### RECORDS SHOWN
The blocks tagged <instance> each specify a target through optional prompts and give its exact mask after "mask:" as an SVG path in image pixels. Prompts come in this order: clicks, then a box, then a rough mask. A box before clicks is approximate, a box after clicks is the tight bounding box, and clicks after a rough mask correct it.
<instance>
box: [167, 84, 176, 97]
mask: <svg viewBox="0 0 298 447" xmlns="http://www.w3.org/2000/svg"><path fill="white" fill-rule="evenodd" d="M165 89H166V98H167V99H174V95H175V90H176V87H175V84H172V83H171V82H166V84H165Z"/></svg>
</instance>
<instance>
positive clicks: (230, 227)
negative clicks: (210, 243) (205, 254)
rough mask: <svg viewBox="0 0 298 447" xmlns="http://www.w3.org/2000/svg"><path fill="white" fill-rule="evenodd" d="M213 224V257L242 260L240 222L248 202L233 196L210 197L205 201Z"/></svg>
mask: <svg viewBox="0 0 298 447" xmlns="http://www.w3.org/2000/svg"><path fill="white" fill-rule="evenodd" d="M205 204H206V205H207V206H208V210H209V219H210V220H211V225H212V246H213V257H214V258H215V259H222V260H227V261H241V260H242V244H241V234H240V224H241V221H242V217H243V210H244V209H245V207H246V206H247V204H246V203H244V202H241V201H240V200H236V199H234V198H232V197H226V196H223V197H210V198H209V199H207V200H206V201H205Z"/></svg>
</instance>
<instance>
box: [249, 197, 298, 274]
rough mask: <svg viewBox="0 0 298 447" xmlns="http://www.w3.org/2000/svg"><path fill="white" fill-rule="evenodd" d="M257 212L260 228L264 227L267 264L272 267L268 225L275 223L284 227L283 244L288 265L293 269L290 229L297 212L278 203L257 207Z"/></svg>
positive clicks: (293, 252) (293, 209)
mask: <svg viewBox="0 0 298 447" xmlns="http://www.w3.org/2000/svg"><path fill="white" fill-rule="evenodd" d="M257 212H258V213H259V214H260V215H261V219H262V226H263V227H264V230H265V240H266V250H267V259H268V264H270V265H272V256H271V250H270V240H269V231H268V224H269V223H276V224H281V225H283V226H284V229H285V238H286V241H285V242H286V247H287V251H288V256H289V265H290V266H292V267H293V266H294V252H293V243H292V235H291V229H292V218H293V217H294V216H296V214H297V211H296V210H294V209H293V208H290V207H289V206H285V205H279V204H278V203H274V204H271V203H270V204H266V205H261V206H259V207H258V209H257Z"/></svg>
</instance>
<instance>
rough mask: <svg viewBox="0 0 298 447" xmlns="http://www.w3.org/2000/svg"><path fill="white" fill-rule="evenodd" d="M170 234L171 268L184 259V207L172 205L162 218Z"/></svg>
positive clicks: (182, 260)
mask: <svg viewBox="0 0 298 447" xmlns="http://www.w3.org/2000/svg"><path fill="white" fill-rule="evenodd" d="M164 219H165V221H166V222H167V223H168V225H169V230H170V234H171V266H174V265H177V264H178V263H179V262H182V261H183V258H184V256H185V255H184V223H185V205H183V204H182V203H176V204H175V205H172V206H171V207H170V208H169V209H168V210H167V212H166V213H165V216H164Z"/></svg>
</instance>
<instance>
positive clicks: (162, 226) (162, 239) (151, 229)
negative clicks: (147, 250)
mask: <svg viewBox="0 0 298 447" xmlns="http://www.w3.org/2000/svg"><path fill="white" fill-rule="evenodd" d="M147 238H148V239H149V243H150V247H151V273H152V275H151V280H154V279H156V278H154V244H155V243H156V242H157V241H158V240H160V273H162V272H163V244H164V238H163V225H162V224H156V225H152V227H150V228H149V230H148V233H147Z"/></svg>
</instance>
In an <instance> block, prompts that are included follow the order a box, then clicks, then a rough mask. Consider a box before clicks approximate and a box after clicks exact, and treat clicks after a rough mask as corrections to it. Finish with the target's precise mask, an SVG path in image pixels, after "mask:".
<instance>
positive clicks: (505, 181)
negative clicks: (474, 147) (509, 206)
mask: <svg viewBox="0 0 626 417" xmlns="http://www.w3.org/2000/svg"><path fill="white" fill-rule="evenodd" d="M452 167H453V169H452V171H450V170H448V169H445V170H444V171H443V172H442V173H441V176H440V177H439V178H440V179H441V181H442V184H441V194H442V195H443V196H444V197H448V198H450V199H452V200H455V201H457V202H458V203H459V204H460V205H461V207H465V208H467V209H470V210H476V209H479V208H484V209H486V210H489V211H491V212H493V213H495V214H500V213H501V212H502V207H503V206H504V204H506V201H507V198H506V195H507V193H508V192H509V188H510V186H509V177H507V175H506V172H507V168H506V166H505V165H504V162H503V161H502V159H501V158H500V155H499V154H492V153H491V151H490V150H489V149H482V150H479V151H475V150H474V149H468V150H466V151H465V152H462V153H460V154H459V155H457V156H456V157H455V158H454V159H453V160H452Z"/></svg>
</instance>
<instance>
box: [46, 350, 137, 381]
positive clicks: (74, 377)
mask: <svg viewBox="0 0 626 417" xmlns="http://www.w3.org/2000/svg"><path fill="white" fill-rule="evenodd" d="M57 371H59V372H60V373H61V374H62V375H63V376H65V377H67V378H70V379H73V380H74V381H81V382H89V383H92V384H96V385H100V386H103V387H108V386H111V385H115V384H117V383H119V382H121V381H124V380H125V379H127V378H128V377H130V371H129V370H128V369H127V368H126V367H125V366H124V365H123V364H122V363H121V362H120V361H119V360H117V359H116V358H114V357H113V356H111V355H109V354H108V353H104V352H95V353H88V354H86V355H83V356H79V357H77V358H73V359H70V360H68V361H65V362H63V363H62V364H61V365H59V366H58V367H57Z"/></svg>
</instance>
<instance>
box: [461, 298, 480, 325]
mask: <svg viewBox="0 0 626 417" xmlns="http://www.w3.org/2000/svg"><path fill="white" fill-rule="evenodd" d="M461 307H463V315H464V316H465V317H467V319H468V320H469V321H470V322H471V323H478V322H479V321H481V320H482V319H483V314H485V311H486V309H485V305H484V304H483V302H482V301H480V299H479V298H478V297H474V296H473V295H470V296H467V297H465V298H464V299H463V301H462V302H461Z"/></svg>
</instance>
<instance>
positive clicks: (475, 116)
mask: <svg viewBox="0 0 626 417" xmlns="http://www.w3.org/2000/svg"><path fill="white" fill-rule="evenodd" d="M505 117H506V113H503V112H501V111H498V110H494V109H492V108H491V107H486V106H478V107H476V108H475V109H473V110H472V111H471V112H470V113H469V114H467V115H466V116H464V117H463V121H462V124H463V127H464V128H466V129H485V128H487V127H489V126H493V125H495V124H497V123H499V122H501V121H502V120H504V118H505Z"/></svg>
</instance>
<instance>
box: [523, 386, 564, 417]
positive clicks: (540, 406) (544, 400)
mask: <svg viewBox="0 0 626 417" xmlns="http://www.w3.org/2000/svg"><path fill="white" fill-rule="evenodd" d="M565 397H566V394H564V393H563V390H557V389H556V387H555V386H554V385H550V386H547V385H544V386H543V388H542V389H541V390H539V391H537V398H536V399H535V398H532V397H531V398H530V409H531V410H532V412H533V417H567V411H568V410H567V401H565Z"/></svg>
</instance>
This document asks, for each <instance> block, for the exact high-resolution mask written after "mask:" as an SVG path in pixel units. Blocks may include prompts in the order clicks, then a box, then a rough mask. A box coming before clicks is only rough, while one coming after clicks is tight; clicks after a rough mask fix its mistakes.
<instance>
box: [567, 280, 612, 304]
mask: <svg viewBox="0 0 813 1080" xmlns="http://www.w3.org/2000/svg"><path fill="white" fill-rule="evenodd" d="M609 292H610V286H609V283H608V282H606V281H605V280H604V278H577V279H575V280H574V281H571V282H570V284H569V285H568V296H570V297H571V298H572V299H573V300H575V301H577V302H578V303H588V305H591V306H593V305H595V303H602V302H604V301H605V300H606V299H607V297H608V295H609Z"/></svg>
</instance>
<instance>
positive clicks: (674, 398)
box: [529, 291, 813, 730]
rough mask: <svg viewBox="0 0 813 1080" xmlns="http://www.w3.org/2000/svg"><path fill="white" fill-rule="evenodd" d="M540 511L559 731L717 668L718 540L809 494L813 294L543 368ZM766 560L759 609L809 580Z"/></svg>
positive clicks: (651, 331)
######
Reproduce exactly the entries above, limited to the lines from the one with "box: [461, 298, 480, 325]" through the one with "box: [523, 386, 564, 417]", both included.

[ANSWER TO THE PROBLEM]
box: [461, 298, 480, 325]
mask: <svg viewBox="0 0 626 417" xmlns="http://www.w3.org/2000/svg"><path fill="white" fill-rule="evenodd" d="M461 307H463V315H464V316H465V317H467V319H468V320H469V321H470V322H471V323H478V322H479V321H481V320H482V319H483V314H485V311H486V309H485V305H484V304H483V302H482V301H480V299H479V298H478V297H474V296H473V295H470V296H467V297H465V298H464V299H463V301H462V302H461Z"/></svg>
</instance>
<instance>
positive clicks: (475, 116)
mask: <svg viewBox="0 0 626 417" xmlns="http://www.w3.org/2000/svg"><path fill="white" fill-rule="evenodd" d="M505 117H506V113H503V112H501V111H498V110H494V109H492V108H491V107H486V106H478V107H476V108H475V109H473V110H472V111H471V112H470V113H469V114H467V115H466V116H464V117H463V121H462V124H463V127H464V128H466V129H485V128H487V127H489V126H493V125H495V124H497V123H499V122H501V121H502V120H504V118H505Z"/></svg>
</instance>
<instance>
box: [523, 386, 564, 417]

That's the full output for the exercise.